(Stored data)
****************

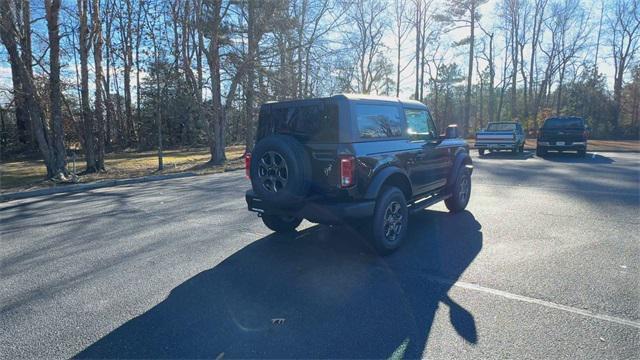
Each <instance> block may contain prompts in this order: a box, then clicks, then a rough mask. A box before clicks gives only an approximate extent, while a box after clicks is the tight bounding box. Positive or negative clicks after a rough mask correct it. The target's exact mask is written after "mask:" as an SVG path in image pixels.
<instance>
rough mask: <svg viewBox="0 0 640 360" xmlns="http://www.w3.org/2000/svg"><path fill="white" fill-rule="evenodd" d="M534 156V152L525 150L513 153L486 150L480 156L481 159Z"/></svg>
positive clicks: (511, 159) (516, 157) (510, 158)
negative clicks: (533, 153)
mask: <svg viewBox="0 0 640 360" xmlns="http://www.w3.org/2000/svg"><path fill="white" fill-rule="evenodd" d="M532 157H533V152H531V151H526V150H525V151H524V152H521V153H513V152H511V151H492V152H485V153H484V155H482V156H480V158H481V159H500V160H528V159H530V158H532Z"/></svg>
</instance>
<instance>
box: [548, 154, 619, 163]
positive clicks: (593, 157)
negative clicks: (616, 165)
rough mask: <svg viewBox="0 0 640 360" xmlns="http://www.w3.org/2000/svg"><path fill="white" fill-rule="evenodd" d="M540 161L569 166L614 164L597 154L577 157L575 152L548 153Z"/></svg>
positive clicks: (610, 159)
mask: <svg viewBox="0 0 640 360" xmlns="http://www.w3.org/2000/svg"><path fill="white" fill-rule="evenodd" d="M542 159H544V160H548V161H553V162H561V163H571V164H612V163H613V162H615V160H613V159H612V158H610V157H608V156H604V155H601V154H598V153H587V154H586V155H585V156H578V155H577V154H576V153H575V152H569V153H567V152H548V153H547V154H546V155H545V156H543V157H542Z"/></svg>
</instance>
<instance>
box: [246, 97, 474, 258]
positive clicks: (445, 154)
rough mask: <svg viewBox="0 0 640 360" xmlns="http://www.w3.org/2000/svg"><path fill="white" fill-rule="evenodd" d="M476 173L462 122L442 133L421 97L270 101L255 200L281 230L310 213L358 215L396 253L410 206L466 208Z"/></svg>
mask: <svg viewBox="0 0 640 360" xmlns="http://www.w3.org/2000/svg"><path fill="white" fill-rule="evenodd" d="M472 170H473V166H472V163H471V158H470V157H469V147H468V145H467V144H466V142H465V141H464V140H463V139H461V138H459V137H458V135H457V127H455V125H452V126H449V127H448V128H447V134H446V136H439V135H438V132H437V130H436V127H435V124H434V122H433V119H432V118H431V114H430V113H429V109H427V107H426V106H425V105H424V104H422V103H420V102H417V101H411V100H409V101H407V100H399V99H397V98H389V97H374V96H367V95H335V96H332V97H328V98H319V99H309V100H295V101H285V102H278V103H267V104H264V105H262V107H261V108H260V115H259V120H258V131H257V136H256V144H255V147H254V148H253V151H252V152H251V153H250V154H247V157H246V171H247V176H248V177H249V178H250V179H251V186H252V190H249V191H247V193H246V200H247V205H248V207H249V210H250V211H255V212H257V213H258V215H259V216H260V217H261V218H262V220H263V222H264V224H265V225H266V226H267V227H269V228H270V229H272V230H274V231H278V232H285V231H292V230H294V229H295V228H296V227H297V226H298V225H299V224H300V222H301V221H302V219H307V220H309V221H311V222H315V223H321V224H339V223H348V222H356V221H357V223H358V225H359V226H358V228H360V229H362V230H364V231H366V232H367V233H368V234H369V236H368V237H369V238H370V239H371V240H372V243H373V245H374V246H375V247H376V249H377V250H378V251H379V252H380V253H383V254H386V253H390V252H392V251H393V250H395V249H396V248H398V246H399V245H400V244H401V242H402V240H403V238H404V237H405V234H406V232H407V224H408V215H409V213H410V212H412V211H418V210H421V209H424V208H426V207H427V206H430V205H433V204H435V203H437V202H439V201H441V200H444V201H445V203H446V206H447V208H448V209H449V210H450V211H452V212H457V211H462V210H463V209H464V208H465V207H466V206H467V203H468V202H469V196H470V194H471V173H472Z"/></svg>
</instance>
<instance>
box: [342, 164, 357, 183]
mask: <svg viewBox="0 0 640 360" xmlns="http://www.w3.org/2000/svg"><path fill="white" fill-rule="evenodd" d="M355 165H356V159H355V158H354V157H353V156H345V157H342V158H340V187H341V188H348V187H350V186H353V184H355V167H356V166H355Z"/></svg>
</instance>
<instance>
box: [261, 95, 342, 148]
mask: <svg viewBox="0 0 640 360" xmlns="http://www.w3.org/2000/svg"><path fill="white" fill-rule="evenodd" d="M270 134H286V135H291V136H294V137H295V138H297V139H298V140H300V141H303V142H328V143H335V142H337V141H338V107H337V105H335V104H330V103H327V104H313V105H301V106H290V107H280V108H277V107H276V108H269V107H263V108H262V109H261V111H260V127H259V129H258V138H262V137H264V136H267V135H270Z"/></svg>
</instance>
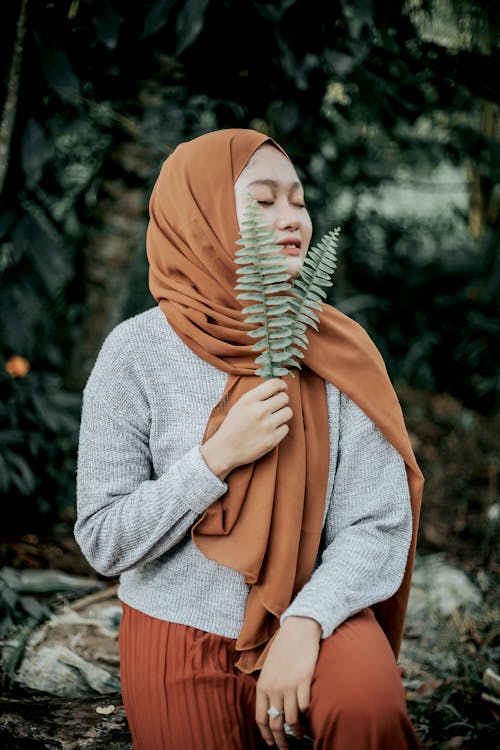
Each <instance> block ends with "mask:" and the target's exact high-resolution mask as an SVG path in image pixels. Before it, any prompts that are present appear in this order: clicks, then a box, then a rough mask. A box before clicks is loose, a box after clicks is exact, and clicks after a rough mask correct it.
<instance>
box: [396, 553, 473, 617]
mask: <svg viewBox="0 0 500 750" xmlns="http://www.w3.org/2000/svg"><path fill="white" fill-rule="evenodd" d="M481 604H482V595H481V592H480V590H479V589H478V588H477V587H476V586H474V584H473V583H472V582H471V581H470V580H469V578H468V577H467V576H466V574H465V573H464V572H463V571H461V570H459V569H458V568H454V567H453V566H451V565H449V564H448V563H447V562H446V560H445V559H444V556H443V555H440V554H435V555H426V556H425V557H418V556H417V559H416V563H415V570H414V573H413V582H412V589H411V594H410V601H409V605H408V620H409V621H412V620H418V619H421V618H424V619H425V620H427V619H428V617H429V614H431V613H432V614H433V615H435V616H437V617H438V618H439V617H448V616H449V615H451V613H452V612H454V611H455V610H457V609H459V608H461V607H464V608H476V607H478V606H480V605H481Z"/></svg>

****************

**The task:** Please list each line in the rows that contains the string "block".

**Finished exercise:**
Each <instance> block may contain prompts in this order: a box, then clicks, then a rough mask. A box before clicks gives only an approximate extent, while a box after clicks is the tight bounding box. Positive or negative clicks after a rough mask correct it. The target's exact mask is written after "mask:" as an SVG path in image pixels.
Each <instance> block ends with "mask:" and the target's exact high-resolution mask as an SVG path in image pixels. Before it, any prompts that are present appear in this order: clicks, then a box, then a rough mask. A box before clicks is loose, a box after clicks is exact, and clicks after a rough mask correct it.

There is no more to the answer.